Aim of the exercise →
Rewrite the records from the line with "Where can the bird's tongue" to the line with "point(64, 123)", putting "bamboo cane" in place of "bamboo stalk" and leaving everything else unchanged. Give only those lines.

# Start of Stored rows

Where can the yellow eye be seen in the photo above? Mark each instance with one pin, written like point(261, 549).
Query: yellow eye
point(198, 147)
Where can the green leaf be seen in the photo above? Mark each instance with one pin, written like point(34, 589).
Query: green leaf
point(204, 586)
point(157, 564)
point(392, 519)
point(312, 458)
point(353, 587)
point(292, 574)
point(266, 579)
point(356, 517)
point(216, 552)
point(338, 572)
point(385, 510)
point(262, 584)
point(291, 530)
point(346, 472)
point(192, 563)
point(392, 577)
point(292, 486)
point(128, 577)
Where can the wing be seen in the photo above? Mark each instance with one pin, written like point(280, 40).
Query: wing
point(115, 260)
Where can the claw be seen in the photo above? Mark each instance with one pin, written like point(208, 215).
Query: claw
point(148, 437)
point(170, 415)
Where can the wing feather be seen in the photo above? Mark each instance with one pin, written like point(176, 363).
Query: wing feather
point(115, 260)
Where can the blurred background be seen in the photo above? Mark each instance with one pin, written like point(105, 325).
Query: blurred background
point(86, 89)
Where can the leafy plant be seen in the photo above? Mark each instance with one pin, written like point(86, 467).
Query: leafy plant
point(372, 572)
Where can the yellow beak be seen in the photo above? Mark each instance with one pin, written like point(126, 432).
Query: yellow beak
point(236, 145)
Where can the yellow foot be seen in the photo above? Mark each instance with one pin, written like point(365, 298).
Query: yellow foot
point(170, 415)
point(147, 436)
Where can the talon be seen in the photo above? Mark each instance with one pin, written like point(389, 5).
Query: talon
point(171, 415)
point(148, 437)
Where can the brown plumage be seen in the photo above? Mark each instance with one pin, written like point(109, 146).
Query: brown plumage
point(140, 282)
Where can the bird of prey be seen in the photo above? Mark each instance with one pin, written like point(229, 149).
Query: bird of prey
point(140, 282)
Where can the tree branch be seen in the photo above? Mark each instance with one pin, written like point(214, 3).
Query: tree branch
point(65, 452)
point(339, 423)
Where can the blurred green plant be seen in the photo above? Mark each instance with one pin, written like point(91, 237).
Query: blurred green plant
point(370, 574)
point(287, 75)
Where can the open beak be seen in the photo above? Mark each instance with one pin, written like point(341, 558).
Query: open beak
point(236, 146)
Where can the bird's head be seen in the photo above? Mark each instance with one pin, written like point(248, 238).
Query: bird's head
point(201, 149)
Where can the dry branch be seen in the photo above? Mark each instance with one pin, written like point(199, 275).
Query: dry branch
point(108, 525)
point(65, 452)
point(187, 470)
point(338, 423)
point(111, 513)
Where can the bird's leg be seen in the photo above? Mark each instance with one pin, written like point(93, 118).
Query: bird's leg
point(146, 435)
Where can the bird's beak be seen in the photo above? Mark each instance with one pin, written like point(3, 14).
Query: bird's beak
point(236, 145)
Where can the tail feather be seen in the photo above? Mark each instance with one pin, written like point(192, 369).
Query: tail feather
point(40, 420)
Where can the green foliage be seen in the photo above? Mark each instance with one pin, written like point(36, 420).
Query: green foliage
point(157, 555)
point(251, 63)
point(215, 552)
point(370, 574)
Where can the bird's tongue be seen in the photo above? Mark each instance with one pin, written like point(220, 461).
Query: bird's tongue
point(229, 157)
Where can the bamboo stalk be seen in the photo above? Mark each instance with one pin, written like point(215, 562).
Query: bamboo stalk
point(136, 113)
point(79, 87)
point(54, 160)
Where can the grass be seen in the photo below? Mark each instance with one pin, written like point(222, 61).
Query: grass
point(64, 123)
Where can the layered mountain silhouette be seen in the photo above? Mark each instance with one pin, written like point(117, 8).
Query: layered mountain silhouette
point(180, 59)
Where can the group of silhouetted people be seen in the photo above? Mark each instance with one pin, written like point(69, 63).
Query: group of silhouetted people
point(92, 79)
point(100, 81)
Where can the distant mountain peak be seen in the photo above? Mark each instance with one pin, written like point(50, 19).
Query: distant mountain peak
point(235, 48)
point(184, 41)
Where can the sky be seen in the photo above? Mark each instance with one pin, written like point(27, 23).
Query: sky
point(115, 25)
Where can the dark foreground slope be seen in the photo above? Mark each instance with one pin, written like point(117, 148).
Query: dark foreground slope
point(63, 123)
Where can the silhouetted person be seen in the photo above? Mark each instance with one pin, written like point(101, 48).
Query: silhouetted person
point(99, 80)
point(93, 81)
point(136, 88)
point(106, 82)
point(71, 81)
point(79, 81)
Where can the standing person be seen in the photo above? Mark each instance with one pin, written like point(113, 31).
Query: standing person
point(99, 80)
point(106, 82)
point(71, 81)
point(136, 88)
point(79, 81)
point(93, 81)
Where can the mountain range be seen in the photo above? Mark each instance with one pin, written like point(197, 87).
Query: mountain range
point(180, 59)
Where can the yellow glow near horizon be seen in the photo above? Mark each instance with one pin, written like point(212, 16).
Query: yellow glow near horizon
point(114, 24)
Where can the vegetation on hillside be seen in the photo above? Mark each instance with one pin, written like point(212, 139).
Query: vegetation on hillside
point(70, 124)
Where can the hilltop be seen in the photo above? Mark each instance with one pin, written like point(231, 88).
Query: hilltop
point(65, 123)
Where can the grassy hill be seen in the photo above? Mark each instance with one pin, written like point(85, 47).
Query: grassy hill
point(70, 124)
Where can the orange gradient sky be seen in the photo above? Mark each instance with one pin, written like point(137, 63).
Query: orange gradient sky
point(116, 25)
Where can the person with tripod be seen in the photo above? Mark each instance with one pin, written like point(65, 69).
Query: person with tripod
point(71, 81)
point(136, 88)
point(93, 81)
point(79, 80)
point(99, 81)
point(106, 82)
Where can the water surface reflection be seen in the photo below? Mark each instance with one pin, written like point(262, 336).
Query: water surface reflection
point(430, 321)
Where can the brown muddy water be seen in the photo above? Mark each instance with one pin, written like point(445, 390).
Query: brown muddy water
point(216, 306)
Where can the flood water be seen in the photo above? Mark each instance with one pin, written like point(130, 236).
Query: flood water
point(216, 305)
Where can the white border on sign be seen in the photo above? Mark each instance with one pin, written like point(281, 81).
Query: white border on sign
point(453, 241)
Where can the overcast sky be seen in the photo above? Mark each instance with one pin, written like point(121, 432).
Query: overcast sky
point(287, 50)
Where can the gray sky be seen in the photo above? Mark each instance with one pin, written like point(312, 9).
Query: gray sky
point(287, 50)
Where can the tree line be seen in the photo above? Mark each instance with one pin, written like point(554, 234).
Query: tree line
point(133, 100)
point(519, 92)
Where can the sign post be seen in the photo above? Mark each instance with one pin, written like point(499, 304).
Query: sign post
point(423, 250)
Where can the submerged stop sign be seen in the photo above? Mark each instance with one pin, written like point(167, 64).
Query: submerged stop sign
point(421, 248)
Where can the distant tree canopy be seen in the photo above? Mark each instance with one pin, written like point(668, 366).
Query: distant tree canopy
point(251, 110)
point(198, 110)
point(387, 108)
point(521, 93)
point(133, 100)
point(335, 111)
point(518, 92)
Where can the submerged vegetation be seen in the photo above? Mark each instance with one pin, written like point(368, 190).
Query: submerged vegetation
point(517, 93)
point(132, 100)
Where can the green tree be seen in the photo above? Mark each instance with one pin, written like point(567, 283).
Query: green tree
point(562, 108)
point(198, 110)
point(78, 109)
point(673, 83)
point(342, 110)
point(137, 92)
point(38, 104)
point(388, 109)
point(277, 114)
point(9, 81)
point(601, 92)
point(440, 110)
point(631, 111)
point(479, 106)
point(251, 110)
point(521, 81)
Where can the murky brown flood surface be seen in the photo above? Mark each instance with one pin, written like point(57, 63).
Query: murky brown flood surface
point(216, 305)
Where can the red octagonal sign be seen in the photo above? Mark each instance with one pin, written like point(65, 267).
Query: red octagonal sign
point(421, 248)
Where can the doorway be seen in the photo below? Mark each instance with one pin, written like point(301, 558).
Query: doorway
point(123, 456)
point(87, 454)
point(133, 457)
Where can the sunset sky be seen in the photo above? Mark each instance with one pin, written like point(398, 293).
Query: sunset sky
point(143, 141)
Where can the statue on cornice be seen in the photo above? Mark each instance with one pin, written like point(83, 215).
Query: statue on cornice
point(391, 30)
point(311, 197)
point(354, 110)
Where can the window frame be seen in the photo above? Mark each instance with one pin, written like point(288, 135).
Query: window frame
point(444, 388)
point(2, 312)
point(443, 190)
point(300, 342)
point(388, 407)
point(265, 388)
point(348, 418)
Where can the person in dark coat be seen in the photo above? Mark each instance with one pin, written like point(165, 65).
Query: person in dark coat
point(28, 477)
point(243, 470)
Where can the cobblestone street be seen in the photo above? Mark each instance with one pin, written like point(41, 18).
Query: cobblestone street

# End of Stored rows

Reply →
Where can the bird's tongue be seen in the photo above? Mark each instance with one pin, written like point(220, 461).
Query: bird's tongue
point(229, 157)
Where can the bamboo cane be seen in the photo above? Mark each instance with one pin, written like point(215, 562).
Query: bamboo cane
point(136, 113)
point(79, 87)
point(54, 160)
Where can the grass be seen in the photo below? Mark each instance with one pin, written like point(222, 61).
Query: grass
point(64, 123)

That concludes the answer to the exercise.